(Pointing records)

________________________________________

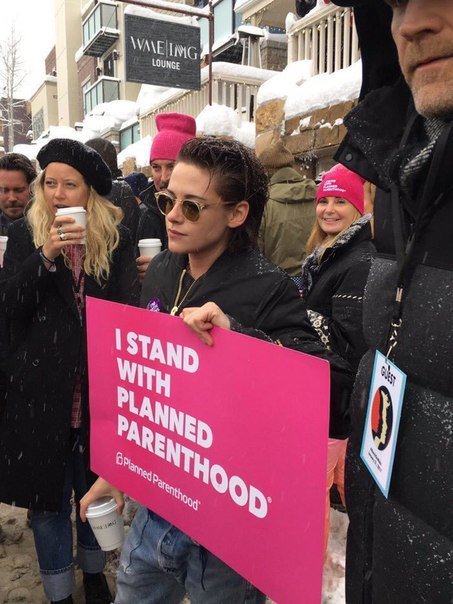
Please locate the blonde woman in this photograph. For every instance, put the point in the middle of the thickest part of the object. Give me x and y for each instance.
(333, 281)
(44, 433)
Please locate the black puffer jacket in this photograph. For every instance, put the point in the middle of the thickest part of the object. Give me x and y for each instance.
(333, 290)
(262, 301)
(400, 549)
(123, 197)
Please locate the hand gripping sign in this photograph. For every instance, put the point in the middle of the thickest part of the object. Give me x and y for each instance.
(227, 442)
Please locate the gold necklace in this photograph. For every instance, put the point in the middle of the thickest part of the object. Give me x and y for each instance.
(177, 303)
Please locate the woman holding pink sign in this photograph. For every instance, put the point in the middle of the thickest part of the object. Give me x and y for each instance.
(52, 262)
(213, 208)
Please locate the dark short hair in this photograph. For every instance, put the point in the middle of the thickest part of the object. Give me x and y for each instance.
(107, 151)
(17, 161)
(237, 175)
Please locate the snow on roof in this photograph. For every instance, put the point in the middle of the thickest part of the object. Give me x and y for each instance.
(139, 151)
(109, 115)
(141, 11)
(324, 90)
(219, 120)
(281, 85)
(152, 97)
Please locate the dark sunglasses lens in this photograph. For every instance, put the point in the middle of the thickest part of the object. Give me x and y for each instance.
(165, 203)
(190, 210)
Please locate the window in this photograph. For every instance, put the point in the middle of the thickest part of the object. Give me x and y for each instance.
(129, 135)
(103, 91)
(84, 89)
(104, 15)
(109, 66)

________________________________________

- SET PROBLEM -
Output only the lines running from the line with "Please locate the woman" through the final line of the data, inclusive.

- THE COMPLETED TASK -
Please locate the woman holding pink sign in this photograph. For every instance, put the point in the middle of the thickest part of the object. Give me x and y for each instance.
(52, 262)
(213, 208)
Please locate the dark short hair in this photograph. For every instance, put the point in the middle of the thickest part of the object. Give me x and y for each instance.
(107, 151)
(17, 161)
(237, 175)
Please locate the snow on roof in this photograph. For every instance, put the point in the middle of the thickest part of the object. Give me x and y for each instance.
(139, 151)
(109, 115)
(141, 11)
(324, 90)
(219, 120)
(281, 85)
(152, 97)
Please locate the dark sunglasses lens in this photograph. For every instance, put the point in the middle of the thickest part of the object. Give me x and y for each instance.
(165, 203)
(190, 210)
Please locate the window in this photograph. For every instance, put the point in the middle of the thickest part of the object. Give me x and y for each instance.
(129, 135)
(103, 91)
(84, 89)
(104, 15)
(109, 66)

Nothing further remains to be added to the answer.